### TASKS FOR THIS EXERCISE
1. Set down, word for word, the part of the forum thread that begins with the words containing "## ddmcse (Oct" and ends with "to test, too!".
2. Collect and copy out every line of the records that contains the word "yellow".

### QUOTED TEXT
================================

# She's just about ready for the road



## DavidDymaxion (Dec 1, 2008)

Nice!

One caution, I've read you should not spin the wheels at high speed up in the air, the rear end could hit a resonance. Plus it is more fun to test them under load anyway (on the road).










ddmcse said:


> http://www.youtube.com/watch?v=C6riGhxknAc
> 
> 156 volts, 1000 amp logisystems . Warp 11 , 5 spd RWD


----------



## TX_Dj (Jul 25, 2008)

DavidDymaxion said:


> One caution, I've read you should not spin the wheels at high speed up in the air, the rear end could hit a resonance.


Not to mention, if anything happens that knocks the car off the jack stands, you're in for a world of hurt.


----------



## ddmcse (Oct 9, 2008)

She's not on the jacks anymore 
http://www.youtube.com/watch?v=xtSvETL2S4s


----------



## DavidDymaxion (Dec 1, 2008)

Looking good! That's a more fun way to test, too!

================================

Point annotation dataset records
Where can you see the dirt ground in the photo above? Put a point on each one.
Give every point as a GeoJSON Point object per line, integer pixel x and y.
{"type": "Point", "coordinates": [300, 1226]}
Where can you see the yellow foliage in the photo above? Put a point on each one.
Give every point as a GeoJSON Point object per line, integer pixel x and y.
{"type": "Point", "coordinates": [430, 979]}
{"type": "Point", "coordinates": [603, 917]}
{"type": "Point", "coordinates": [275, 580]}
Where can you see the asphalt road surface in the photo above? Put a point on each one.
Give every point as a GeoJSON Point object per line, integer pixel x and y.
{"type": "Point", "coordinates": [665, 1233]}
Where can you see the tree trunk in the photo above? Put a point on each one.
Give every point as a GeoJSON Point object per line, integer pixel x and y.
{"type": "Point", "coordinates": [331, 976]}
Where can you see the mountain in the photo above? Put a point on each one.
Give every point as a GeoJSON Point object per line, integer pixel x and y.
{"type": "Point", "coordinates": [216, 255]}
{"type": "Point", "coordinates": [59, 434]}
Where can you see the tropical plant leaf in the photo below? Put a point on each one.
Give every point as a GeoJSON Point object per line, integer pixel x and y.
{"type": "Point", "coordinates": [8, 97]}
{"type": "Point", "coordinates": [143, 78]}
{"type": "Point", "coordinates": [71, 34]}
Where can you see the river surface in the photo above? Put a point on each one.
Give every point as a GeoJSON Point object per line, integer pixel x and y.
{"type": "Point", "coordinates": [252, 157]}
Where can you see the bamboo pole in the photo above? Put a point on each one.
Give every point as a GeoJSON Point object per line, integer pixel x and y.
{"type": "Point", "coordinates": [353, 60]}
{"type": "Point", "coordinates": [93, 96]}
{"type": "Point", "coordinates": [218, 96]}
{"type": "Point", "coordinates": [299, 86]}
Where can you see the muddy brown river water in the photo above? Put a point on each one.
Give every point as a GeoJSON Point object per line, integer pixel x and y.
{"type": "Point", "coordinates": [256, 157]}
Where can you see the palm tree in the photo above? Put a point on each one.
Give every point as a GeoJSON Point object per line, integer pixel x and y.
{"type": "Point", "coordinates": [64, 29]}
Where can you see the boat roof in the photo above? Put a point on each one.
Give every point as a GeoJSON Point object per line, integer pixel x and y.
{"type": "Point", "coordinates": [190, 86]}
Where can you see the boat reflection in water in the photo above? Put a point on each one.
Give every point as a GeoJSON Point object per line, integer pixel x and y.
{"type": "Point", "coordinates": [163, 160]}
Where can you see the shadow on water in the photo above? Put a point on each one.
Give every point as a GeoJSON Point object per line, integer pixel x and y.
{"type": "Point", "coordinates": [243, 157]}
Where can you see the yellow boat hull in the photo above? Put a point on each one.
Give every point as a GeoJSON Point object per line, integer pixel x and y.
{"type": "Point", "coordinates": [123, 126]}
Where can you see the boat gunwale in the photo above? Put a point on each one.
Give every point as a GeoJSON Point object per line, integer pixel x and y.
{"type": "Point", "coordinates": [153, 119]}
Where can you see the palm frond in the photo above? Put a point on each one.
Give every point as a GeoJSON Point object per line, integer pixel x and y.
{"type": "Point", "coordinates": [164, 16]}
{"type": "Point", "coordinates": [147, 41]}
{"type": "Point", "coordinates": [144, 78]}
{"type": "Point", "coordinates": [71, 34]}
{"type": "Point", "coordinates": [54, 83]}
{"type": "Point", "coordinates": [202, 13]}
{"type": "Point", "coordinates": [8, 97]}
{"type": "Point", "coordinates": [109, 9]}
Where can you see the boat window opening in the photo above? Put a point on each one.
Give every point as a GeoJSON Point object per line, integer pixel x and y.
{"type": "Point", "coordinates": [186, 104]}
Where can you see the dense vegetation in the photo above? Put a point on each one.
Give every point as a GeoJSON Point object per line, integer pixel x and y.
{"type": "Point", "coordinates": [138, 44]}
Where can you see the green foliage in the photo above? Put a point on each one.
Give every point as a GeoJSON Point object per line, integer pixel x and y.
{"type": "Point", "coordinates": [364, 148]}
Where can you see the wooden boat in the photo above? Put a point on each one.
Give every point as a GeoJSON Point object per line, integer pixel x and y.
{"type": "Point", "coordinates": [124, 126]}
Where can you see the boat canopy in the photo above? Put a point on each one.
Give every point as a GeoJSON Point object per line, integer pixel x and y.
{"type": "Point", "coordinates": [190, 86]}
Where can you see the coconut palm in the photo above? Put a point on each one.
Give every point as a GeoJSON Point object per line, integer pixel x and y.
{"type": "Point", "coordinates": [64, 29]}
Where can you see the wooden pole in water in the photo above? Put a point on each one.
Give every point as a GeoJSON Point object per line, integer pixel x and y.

================================

### EXERCISE RESULTS
1.
## ddmcse (Oct 9, 2008)

She's not on the jacks anymore 
http://www.youtube.com/watch?v=xtSvETL2S4s


----------



## DavidDymaxion (Dec 1, 2008)

Looking good! That's a more fun way to test, too!

2.
Where can you see the yellow foliage in the photo above? Put a point on each one.
Where can you see the yellow boat hull in the photo above? Put a point on each one.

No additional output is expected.